▶ [What to work on] Reproduce the material below, substituting "occurrence" for every occurrence of "instance" and leaving everything else unchanged.

▶ [Record excerpts]
────

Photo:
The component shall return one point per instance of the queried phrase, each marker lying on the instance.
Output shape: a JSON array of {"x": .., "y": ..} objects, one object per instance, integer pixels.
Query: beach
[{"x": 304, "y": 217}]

────

▶ [Answer in full]
Photo:
The component shall return one point per occurrence of the queried phrase, each marker lying on the occurrence.
Output shape: a JSON array of {"x": .., "y": ..} objects, one object per occurrence, integer pixels.
Query: beach
[{"x": 304, "y": 217}]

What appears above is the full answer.